• Provided information
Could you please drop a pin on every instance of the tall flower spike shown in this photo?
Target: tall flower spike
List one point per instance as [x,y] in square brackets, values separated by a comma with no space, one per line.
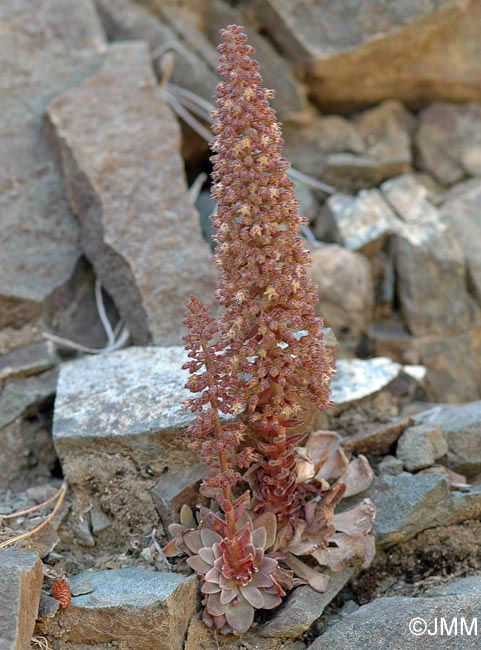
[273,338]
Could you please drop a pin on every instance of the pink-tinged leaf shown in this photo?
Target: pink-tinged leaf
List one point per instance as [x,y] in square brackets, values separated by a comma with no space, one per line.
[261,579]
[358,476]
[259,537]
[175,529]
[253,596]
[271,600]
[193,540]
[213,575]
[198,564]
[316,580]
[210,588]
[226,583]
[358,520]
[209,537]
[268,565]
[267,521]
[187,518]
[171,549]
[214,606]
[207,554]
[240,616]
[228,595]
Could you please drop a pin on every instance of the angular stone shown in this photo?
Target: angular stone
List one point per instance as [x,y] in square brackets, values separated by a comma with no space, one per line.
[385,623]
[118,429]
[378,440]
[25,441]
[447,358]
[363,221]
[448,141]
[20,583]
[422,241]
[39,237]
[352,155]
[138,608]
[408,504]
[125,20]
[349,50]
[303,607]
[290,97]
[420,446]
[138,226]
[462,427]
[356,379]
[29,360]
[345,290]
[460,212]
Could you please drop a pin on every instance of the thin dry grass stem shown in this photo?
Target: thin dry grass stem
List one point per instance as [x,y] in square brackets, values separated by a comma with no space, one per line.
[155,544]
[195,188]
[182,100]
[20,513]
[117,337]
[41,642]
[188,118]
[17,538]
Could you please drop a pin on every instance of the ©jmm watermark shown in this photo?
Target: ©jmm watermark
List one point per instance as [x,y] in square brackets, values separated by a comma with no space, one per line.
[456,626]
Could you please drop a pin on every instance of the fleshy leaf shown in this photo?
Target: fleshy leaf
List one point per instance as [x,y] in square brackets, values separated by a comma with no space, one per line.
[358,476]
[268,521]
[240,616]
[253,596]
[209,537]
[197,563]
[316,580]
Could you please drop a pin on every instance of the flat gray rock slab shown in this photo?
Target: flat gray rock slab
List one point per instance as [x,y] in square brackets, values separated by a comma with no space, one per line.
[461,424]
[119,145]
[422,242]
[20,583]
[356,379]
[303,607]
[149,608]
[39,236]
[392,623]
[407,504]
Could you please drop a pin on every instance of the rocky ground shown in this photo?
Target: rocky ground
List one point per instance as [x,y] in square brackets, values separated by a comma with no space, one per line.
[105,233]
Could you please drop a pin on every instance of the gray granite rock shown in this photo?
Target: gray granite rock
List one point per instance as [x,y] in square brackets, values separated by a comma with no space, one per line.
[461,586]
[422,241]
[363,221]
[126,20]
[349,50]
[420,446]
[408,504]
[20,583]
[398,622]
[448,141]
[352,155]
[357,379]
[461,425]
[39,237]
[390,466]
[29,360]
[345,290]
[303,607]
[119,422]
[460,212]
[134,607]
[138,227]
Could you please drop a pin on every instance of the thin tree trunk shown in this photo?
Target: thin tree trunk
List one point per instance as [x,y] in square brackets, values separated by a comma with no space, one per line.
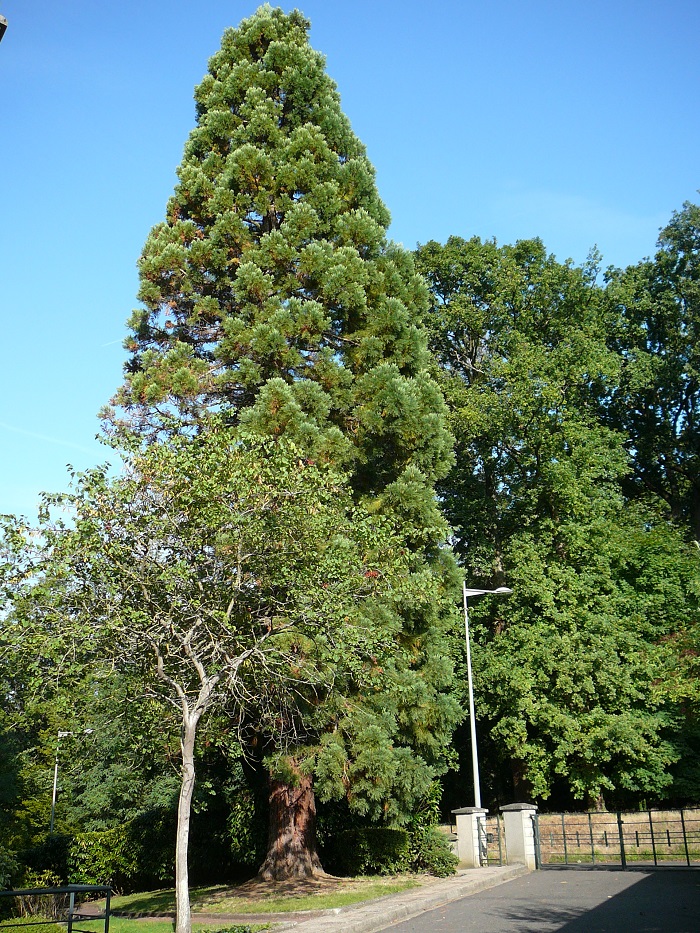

• Exercise requirements
Reproduce all of the items above word for word, line by line, leaving out the pictures.

• Written answer
Could you please drop a pin on every instance of the tall flower spike shown in this photo?
Target: tall flower spike
List one point per instance as [x,y] in square brackets, values separated by a comma with no space, one per line.
[273,338]
Could you please drop a pin on every instance of the pink-tinged leaf shown in this photo?
Target: pink-tinged leaf
List one point per instance as [x,y] in square brackets, values separated by a comma with no space, one per line.
[261,579]
[358,476]
[259,537]
[175,529]
[253,596]
[271,600]
[193,540]
[213,575]
[198,564]
[316,580]
[210,588]
[226,583]
[358,520]
[209,537]
[268,565]
[267,521]
[187,518]
[171,549]
[214,606]
[207,554]
[240,616]
[228,595]
Could you please drop a pin on every instance of the angular stone shown in this photo?
Target: angular stone
List one point per instance as [x,y] in square brackets, values separated by a comma with no space, one per line.
[385,623]
[118,429]
[378,440]
[25,441]
[447,358]
[363,221]
[448,141]
[20,583]
[422,241]
[39,237]
[352,155]
[138,608]
[408,504]
[125,20]
[349,50]
[303,607]
[290,97]
[420,446]
[138,226]
[462,427]
[356,379]
[29,360]
[345,290]
[460,212]
Could you please drop a pin on every instance of the thin dry grass stem shown in this photo?
Target: thin dry grass stem
List one point per instance as [x,y] in square brackets, values separated by a comma with no space, one per line.
[155,544]
[195,188]
[182,100]
[20,513]
[117,337]
[41,642]
[188,118]
[17,538]
Could you please drop a pin on every instance of the ©jmm watermark shown in this photo?
Target: ©jmm watermark
List one point per instance as [x,y] in square brackets, values separated by a comma with no space, one per line.
[456,626]
Could you please drop a pin on every instance of the fleshy leaf shown in this photo?
Target: fleshy leaf
List one point per instance as [x,y] in square brackets, values separated by a comma with no space, one per line.
[358,476]
[268,521]
[240,616]
[253,596]
[209,537]
[197,563]
[316,580]
Could you please drop a pin on every instance of the flat gray rock slab shown in this photo?
Target: flat gray rock slab
List one point per instance as [x,y] in square brackets, values separated by a comma with no space, one per line.
[461,424]
[119,145]
[422,242]
[20,583]
[356,379]
[303,607]
[149,608]
[39,236]
[392,623]
[407,504]
Could you please drop a pin on every instance of the rocky ground shown in this photo?
Target: rocky ground
List one point per instance as [x,y] in square brackets, values separated by a comma with no space, one per line.
[105,233]
Could you please drop a pin on every instance of the gray granite rock shown in this photo?
Target: gray granite rock
List one point per instance as [x,y] in square brackets, values separated by a comma with no space, one per line.
[461,586]
[422,241]
[363,221]
[126,20]
[349,50]
[420,446]
[408,504]
[20,583]
[398,622]
[448,141]
[352,155]
[357,379]
[461,425]
[39,237]
[390,466]
[29,360]
[345,290]
[303,607]
[119,422]
[460,212]
[134,607]
[138,227]
Could you please drop a pin on every instance of the thin tree trunk shown in this photo?
Target: thin tree trunk
List one point per instance as [x,y] in square brackets, values separated by a comma with no space, one per line.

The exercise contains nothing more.